§ **YOUR TASK**
Copy out each line in the entries below that contains the word "clock".

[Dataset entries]

## begin

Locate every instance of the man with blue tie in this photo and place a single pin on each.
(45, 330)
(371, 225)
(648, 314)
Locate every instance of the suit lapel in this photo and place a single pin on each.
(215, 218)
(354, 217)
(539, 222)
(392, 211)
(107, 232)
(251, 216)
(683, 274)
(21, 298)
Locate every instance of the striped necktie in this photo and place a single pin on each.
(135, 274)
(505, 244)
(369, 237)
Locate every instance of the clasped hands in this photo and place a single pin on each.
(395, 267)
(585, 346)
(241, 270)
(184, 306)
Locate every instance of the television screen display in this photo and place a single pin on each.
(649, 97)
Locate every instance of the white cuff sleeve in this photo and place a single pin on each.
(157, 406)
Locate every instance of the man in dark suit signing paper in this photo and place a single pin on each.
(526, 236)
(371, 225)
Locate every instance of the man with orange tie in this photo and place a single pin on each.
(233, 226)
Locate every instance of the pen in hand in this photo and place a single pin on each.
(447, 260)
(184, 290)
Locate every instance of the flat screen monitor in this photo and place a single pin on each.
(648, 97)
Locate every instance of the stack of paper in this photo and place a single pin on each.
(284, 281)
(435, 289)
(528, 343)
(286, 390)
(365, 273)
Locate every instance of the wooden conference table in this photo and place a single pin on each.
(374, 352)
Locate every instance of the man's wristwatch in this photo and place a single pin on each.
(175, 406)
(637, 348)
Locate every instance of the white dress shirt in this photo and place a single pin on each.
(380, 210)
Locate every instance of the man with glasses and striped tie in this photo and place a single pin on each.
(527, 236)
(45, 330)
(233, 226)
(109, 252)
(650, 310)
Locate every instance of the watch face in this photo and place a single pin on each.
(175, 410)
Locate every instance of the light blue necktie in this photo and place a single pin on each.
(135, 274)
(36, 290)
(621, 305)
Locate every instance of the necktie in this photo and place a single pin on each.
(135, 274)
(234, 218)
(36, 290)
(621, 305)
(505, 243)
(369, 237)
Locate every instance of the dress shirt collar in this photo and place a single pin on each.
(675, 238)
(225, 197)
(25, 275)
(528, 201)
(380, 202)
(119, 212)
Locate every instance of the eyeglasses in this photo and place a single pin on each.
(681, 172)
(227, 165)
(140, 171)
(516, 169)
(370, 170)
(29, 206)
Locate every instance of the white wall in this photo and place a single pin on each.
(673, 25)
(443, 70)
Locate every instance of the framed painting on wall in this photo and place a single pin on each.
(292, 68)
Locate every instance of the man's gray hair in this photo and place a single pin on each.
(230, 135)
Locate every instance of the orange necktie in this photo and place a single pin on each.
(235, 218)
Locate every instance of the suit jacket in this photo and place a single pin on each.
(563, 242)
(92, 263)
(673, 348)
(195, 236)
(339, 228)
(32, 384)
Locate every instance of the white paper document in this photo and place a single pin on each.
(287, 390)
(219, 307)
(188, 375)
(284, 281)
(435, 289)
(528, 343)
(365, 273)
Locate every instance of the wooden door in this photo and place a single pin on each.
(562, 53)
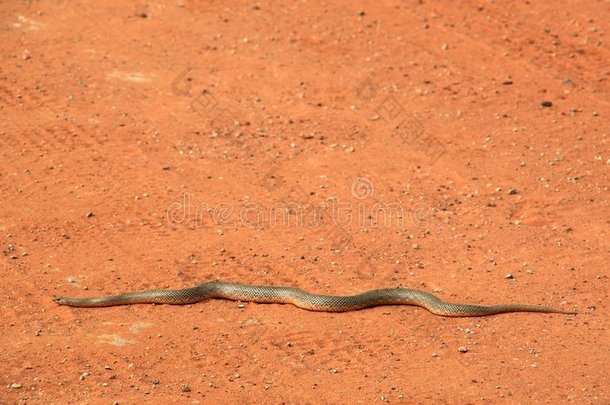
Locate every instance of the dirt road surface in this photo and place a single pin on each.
(462, 149)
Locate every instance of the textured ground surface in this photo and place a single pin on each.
(311, 144)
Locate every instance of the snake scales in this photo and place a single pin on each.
(302, 299)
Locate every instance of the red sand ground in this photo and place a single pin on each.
(319, 145)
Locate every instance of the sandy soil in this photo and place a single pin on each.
(460, 149)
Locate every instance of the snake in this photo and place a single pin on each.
(302, 299)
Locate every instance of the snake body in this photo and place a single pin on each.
(303, 299)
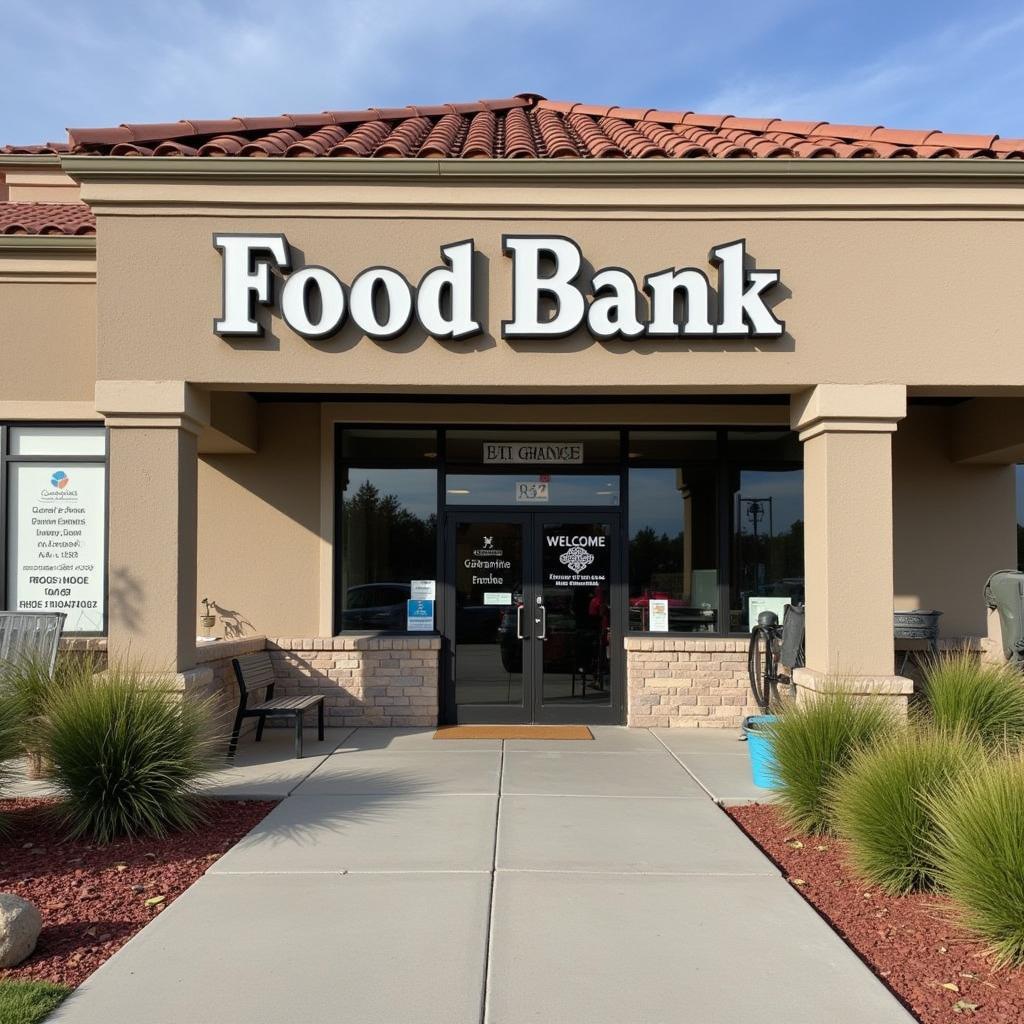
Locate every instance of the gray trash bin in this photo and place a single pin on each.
(1005, 594)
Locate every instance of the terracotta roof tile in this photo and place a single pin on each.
(46, 218)
(525, 126)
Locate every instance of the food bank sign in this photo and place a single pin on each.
(551, 295)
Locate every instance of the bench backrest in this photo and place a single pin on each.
(31, 636)
(253, 672)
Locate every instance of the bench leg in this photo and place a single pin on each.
(233, 743)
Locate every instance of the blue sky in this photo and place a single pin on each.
(940, 65)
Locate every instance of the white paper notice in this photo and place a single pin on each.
(55, 542)
(755, 605)
(658, 621)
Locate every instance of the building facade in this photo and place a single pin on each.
(512, 411)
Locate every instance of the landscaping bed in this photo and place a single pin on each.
(939, 972)
(94, 898)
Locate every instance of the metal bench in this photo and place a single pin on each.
(255, 672)
(31, 635)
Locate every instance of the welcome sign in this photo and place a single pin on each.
(551, 296)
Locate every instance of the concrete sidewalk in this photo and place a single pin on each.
(408, 881)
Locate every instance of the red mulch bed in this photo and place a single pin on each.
(910, 942)
(93, 898)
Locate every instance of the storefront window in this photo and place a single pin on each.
(1020, 518)
(387, 511)
(388, 539)
(53, 484)
(673, 550)
(767, 542)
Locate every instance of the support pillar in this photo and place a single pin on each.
(848, 538)
(153, 465)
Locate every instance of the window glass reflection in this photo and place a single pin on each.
(767, 542)
(388, 539)
(673, 548)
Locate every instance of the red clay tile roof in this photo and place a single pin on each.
(46, 218)
(522, 127)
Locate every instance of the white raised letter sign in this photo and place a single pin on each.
(247, 279)
(550, 298)
(742, 309)
(456, 281)
(528, 286)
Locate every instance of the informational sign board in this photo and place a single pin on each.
(658, 615)
(420, 616)
(580, 559)
(531, 492)
(56, 531)
(534, 453)
(755, 605)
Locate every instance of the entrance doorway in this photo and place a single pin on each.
(535, 625)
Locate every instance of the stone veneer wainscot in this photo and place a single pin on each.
(367, 680)
(686, 682)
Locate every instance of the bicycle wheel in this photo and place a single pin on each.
(760, 667)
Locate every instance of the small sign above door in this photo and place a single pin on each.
(531, 492)
(534, 453)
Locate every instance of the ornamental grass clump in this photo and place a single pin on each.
(979, 853)
(9, 747)
(812, 741)
(881, 804)
(127, 754)
(963, 694)
(27, 684)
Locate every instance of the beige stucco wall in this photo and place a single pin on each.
(875, 278)
(953, 523)
(259, 527)
(47, 330)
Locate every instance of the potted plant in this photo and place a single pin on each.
(208, 620)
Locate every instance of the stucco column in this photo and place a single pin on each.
(153, 465)
(848, 537)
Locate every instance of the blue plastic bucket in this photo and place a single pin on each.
(760, 749)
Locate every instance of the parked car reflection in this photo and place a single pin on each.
(374, 606)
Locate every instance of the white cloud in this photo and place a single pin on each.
(964, 77)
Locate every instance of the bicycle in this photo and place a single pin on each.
(773, 644)
(762, 659)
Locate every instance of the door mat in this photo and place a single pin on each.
(513, 732)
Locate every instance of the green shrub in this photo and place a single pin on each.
(964, 695)
(29, 1001)
(814, 739)
(979, 853)
(9, 748)
(128, 754)
(881, 804)
(27, 684)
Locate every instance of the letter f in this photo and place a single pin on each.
(247, 279)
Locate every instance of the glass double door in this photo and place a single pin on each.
(534, 617)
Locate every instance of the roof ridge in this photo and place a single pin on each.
(551, 128)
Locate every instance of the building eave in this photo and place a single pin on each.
(641, 172)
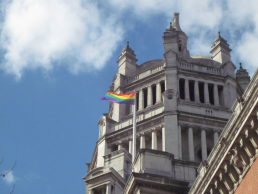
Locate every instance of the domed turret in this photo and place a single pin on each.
(175, 39)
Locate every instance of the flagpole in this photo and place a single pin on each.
(134, 129)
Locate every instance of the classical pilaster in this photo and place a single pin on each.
(154, 139)
(140, 99)
(204, 144)
(108, 188)
(149, 96)
(179, 142)
(130, 145)
(158, 92)
(187, 90)
(206, 94)
(142, 141)
(119, 145)
(216, 95)
(196, 91)
(215, 136)
(190, 143)
(163, 139)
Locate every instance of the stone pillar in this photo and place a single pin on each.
(130, 145)
(158, 92)
(140, 99)
(187, 90)
(163, 139)
(149, 96)
(179, 142)
(119, 145)
(196, 91)
(216, 95)
(206, 94)
(108, 188)
(204, 144)
(190, 143)
(154, 139)
(216, 136)
(142, 141)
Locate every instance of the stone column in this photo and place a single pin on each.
(149, 96)
(206, 94)
(142, 141)
(216, 136)
(140, 99)
(130, 145)
(196, 91)
(187, 90)
(108, 188)
(179, 142)
(158, 92)
(154, 139)
(216, 95)
(204, 144)
(119, 145)
(163, 139)
(190, 143)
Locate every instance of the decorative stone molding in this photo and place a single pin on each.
(169, 94)
(236, 151)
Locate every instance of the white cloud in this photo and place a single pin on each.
(9, 178)
(202, 19)
(36, 33)
(83, 36)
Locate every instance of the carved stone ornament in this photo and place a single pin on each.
(169, 94)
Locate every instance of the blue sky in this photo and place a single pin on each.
(58, 57)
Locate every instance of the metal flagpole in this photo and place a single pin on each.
(134, 129)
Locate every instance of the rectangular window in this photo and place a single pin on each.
(211, 93)
(153, 94)
(201, 91)
(145, 98)
(191, 90)
(182, 88)
(220, 92)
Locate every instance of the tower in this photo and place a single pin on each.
(183, 104)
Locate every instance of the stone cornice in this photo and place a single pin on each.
(123, 133)
(155, 182)
(229, 146)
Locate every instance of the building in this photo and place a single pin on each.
(232, 166)
(184, 102)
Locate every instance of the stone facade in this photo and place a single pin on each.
(183, 104)
(232, 164)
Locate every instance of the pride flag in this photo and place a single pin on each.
(119, 98)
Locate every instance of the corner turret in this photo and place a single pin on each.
(127, 62)
(220, 50)
(175, 39)
(242, 77)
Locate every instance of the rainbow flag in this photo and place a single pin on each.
(119, 98)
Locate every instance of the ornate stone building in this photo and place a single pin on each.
(232, 166)
(184, 102)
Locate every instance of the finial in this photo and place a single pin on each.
(219, 34)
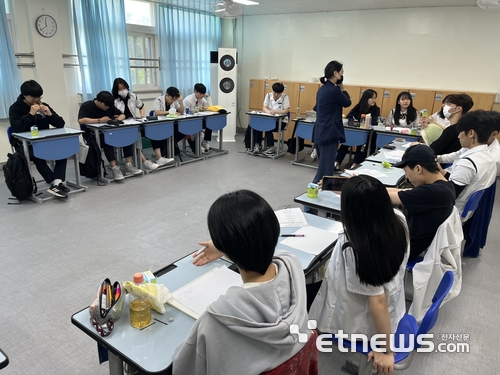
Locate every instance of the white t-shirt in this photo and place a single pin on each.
(342, 303)
(473, 169)
(282, 103)
(160, 105)
(192, 102)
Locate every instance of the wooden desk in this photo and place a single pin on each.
(54, 144)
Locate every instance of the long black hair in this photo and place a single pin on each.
(378, 238)
(411, 112)
(330, 68)
(364, 107)
(243, 226)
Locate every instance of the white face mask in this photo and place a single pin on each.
(446, 111)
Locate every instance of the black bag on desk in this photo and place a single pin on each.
(17, 176)
(92, 166)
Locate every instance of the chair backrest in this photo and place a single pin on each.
(472, 203)
(432, 314)
(305, 362)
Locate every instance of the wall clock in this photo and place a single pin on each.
(46, 25)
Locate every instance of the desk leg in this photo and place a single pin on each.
(115, 364)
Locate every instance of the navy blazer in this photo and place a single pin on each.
(328, 128)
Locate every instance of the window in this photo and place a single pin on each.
(142, 37)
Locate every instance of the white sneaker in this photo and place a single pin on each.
(130, 170)
(117, 174)
(164, 161)
(205, 147)
(149, 165)
(314, 155)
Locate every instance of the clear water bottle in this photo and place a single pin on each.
(140, 307)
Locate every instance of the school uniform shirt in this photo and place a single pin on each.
(438, 120)
(473, 169)
(448, 141)
(192, 102)
(428, 207)
(328, 128)
(281, 104)
(494, 148)
(403, 121)
(342, 303)
(22, 120)
(134, 105)
(160, 105)
(247, 330)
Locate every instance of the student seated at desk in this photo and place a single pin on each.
(161, 106)
(454, 108)
(27, 111)
(474, 169)
(363, 289)
(429, 203)
(247, 330)
(367, 104)
(101, 110)
(275, 103)
(132, 107)
(404, 114)
(200, 100)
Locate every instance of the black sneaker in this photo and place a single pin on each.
(55, 190)
(64, 188)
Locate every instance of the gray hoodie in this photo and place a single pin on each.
(247, 330)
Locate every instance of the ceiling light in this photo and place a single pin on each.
(246, 2)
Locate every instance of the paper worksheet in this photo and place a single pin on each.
(369, 172)
(291, 217)
(315, 240)
(194, 298)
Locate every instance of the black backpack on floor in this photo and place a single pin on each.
(17, 176)
(93, 164)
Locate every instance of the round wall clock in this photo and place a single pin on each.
(46, 25)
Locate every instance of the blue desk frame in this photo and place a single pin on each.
(54, 144)
(152, 349)
(119, 136)
(264, 122)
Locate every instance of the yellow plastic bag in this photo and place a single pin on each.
(158, 294)
(214, 108)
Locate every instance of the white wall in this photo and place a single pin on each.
(435, 48)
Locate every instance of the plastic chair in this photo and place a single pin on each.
(472, 203)
(408, 330)
(305, 362)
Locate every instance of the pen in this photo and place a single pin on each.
(199, 251)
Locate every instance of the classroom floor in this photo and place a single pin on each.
(54, 255)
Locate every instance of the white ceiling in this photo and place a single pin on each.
(267, 7)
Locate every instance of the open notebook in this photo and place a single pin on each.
(194, 297)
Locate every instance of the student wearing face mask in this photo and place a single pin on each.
(438, 117)
(131, 106)
(404, 114)
(457, 106)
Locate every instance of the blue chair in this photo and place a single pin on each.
(408, 330)
(355, 138)
(472, 203)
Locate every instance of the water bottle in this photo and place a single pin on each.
(140, 307)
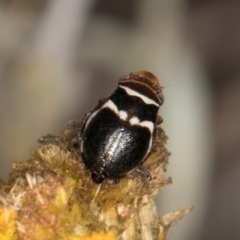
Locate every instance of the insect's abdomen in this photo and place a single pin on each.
(114, 144)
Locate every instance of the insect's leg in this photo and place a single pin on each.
(145, 172)
(80, 131)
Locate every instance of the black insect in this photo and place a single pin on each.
(118, 134)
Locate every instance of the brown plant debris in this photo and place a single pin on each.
(52, 196)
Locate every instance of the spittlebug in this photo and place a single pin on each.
(118, 134)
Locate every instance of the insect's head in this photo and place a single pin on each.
(145, 83)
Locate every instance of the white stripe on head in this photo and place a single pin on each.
(110, 104)
(136, 94)
(147, 124)
(123, 115)
(134, 120)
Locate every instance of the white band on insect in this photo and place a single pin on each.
(136, 94)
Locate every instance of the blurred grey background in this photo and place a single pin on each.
(58, 57)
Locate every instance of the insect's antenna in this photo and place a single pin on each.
(177, 84)
(96, 193)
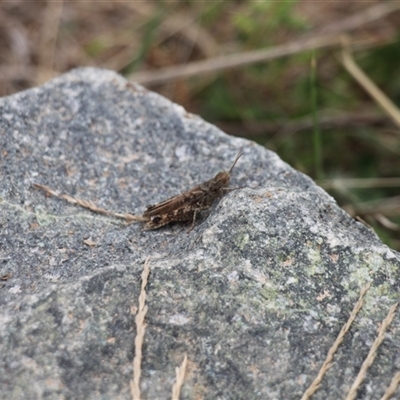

## end

§ **REPLY TO THE EXERCISE**
Locate every instance of the wall clock in this photo and place a single pin on each.
Locate every instance of the round wall clock in this photo and place a single pin on each.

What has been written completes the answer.